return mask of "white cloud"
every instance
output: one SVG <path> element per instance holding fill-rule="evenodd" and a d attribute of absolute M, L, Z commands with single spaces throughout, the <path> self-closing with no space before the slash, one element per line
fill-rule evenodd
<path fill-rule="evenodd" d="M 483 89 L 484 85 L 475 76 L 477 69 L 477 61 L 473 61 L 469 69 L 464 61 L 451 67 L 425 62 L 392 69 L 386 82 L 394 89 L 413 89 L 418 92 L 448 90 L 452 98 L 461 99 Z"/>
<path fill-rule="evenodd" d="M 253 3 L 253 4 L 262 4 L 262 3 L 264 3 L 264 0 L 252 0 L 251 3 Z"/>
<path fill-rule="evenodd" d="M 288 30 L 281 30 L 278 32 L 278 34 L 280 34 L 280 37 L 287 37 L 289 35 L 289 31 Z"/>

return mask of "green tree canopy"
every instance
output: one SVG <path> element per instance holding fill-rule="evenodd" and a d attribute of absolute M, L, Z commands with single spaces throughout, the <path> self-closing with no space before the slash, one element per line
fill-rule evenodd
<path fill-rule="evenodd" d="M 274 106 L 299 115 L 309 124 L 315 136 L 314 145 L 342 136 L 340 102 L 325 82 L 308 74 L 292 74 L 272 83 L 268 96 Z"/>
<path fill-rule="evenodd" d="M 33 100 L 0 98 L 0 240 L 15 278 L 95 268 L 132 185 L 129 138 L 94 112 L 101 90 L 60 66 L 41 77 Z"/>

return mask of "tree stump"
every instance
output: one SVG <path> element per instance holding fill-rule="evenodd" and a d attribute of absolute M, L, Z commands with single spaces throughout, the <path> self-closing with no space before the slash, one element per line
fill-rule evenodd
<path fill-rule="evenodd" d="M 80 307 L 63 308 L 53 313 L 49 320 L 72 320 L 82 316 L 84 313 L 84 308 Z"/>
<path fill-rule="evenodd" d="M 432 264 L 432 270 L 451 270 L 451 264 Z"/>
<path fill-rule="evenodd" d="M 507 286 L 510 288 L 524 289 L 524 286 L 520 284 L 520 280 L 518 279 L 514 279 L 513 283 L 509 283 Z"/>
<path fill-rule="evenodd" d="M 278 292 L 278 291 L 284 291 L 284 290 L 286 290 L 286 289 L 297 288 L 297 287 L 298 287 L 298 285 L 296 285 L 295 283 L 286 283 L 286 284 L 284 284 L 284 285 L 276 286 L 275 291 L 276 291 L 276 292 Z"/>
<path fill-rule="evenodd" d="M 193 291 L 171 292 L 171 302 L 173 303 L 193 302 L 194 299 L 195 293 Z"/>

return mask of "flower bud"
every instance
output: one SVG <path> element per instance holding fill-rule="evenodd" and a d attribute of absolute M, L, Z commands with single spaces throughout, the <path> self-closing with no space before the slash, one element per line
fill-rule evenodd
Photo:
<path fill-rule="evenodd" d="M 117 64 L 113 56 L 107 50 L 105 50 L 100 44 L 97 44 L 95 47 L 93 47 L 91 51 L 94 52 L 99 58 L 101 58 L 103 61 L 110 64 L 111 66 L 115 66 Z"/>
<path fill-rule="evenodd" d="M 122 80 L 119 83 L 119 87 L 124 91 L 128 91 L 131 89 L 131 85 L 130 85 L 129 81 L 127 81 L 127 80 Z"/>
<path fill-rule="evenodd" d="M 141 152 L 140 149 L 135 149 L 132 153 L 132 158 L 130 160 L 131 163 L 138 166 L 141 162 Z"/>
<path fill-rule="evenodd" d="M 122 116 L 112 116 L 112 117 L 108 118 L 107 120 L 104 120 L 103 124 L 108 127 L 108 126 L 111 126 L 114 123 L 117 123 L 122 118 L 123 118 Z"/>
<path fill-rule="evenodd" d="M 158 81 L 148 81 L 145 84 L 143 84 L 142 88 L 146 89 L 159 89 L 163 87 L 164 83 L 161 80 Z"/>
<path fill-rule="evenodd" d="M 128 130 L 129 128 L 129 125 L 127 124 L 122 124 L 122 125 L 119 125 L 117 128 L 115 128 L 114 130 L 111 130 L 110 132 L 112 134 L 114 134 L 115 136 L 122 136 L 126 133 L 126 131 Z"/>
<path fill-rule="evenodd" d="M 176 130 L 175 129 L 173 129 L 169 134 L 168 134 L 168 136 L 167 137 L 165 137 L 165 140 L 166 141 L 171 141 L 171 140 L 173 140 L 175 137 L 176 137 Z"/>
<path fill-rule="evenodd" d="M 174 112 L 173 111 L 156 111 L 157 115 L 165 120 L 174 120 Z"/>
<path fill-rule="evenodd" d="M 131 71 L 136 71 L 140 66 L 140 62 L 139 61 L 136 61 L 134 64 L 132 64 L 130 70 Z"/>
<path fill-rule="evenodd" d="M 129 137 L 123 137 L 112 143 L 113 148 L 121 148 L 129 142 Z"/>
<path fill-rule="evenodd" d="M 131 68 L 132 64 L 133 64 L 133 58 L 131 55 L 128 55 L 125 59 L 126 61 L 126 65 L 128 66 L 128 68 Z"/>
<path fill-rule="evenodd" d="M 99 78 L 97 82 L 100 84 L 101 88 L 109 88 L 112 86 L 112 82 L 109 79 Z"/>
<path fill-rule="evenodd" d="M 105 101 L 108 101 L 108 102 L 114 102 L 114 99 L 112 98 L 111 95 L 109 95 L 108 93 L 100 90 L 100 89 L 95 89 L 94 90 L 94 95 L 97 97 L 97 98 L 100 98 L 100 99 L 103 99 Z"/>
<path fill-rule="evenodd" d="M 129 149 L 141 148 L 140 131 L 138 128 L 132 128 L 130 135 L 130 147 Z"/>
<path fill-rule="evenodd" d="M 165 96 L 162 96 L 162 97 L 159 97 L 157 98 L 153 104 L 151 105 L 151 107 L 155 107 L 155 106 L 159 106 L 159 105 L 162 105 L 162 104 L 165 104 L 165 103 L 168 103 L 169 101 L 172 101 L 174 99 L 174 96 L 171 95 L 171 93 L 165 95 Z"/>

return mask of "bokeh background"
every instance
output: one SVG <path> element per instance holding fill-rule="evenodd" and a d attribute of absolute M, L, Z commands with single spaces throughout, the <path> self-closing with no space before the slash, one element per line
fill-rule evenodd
**********
_Your task_.
Each line of the data that includes "mask" should be copied.

_Solution to the problem_.
return mask of "white cloud"
return mask of "green tree canopy"
return mask of "tree stump"
return mask of "flower bud"
return mask of "bokeh background"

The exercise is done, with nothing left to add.